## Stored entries
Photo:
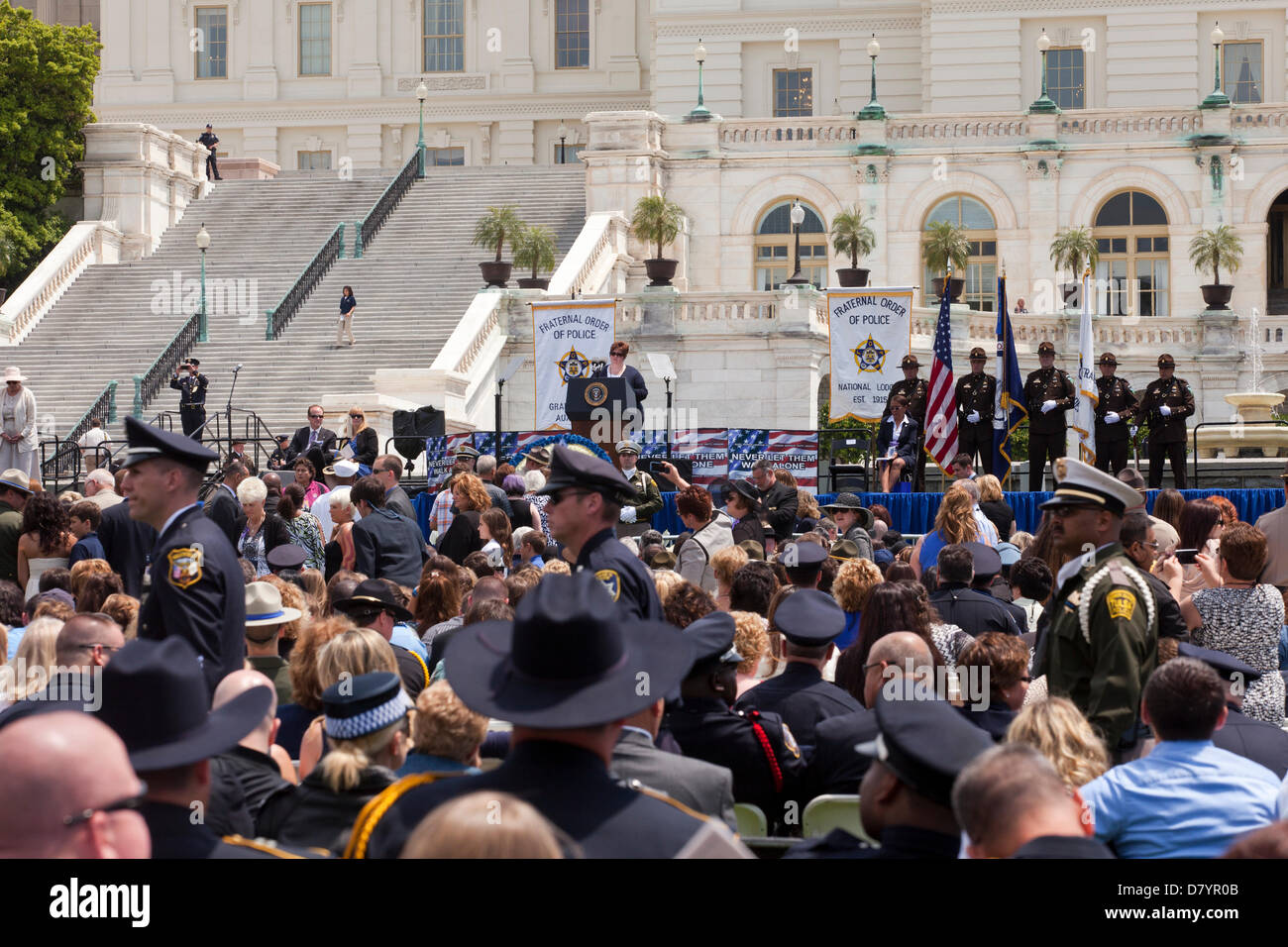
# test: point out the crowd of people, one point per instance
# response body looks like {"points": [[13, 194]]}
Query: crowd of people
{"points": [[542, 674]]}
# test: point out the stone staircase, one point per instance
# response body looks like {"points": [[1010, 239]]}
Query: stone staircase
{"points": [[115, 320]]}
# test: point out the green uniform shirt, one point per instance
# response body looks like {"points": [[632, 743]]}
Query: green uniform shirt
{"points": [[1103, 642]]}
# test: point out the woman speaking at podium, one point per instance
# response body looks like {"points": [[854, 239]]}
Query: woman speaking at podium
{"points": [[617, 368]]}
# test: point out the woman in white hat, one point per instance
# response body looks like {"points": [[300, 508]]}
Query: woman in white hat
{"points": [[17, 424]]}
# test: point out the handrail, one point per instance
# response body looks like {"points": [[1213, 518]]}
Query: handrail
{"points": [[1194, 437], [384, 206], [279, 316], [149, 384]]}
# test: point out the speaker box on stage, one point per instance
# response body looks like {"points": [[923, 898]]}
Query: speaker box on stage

## Problem to work on
Set down every line of the entries above again, exactly as written, but not the pictures.

## Exercise solution
Photo:
# test: point out the crowd of people, one point per instance
# response body looks like {"points": [[13, 194]]}
Query: crowd of people
{"points": [[542, 674]]}
# test: point out the stone staircase, one point per instance
# response body looks like {"points": [[1010, 239]]}
Query: stone staircase
{"points": [[115, 320]]}
# test: point out the green uniform shirt, one point per instance
# response body looks like {"points": [[632, 743]]}
Query: green uniform shirt
{"points": [[1103, 642]]}
# test: point out the woman speaking at podium, one point per instance
# response body looks like {"points": [[854, 239]]}
Query: woman speaking at podium
{"points": [[617, 368]]}
# test: point out the woman in white hat, one point per instance
# response body looks like {"points": [[300, 508]]}
Query: woman in white hat
{"points": [[17, 424]]}
# test: point out the handrail, one point per instance
# response body looks like {"points": [[1213, 518]]}
Query: handrail
{"points": [[1194, 437], [384, 206], [279, 316], [149, 384]]}
# test: point out the speaker box on stage, one point per instance
# response body looks like {"points": [[923, 898]]}
Query: speaker box on stage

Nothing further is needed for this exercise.